====== Rows ======

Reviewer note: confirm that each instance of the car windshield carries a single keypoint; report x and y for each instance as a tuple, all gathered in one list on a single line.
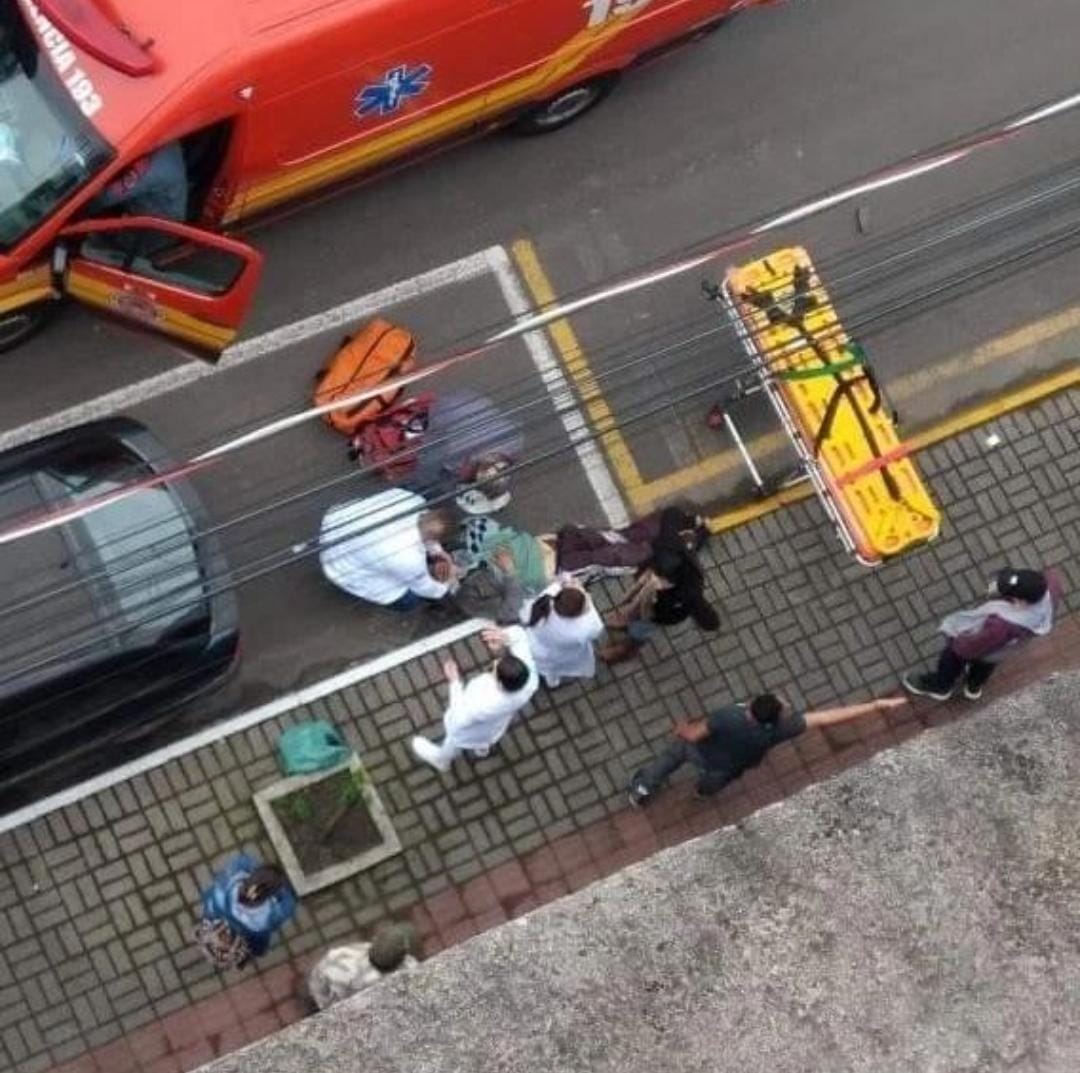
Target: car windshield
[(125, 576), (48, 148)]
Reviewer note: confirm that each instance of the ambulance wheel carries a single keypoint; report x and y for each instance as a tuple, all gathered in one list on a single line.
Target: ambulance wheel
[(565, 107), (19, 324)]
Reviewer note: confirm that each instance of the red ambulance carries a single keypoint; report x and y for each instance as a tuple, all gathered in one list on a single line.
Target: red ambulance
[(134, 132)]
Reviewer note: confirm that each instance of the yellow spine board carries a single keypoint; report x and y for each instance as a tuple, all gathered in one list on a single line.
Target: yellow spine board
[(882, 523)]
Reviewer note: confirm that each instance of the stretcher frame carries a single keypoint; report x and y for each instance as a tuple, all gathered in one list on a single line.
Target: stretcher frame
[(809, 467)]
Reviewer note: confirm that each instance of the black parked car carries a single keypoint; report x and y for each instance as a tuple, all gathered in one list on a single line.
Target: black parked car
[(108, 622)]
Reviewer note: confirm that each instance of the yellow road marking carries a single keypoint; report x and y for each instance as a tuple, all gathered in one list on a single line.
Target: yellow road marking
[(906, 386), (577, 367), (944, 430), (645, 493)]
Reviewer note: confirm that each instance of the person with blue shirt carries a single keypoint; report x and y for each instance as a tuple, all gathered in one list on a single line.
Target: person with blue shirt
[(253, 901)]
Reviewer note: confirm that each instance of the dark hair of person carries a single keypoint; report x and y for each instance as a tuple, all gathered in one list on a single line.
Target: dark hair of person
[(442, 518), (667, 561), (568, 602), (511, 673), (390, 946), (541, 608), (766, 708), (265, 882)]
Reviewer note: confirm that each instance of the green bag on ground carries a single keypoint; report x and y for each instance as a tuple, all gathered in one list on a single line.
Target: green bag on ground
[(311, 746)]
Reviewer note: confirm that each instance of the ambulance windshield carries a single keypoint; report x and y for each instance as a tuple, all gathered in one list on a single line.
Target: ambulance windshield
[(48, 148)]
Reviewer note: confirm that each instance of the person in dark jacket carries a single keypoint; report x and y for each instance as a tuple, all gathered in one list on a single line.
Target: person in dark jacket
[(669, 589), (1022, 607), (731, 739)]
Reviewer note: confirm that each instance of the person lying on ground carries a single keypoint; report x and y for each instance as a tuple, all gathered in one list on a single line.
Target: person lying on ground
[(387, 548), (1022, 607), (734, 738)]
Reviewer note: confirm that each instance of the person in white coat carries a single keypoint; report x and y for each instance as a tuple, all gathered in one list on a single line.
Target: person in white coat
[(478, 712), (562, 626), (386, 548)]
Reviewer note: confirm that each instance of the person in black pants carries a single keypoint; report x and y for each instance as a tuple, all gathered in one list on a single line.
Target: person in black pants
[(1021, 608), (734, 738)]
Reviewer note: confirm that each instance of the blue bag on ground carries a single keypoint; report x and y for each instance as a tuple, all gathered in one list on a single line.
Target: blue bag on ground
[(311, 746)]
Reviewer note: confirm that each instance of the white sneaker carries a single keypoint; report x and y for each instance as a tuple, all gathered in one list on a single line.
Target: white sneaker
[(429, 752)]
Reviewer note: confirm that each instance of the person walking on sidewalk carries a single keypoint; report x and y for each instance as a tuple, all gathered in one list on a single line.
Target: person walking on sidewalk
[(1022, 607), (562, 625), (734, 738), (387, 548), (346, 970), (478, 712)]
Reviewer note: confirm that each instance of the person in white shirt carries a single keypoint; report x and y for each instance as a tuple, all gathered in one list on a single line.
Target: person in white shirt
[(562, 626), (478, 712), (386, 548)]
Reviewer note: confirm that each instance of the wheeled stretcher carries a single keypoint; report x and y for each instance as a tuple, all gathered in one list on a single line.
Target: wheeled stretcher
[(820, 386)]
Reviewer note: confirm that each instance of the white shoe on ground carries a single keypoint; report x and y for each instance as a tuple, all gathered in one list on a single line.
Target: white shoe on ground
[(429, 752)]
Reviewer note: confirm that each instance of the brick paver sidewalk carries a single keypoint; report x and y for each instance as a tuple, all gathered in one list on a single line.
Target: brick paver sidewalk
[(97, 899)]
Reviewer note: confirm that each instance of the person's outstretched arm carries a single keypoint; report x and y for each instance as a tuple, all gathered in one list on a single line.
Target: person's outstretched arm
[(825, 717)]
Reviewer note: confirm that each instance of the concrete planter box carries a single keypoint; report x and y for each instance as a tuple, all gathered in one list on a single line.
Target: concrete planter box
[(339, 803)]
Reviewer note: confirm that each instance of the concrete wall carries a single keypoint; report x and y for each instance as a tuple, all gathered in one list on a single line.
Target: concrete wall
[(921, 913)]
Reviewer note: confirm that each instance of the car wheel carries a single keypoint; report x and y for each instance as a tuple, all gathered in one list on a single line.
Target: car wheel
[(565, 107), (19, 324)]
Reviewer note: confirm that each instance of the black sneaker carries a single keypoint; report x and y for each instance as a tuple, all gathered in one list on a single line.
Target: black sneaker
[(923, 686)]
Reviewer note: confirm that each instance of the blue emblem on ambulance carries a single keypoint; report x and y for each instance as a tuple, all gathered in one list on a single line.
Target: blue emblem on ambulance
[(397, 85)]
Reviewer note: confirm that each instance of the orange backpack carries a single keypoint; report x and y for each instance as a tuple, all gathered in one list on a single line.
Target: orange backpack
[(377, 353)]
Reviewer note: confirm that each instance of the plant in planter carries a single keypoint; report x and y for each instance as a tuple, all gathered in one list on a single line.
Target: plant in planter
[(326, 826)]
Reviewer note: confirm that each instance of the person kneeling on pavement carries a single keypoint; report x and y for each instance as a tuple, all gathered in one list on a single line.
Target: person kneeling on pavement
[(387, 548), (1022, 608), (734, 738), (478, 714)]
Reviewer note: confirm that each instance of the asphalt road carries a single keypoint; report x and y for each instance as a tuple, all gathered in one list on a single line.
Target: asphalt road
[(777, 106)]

======

Exercise task: Render the lines from the start of the records up to and including the line with "[(125, 576), (48, 148)]" as a Markdown table with columns Row and Line, numbering each row and skipping blank lines. Omit the pictures.

Correct result:
| Row | Line |
|---|---|
| 1 | Reviewer note: confirm that each instance of the car windshield carries a single keypoint; report x and y for each instance as a tuple, all gathered in one list on a single line. |
| 2 | Target: car windshield |
| 3 | [(125, 576), (48, 148)] |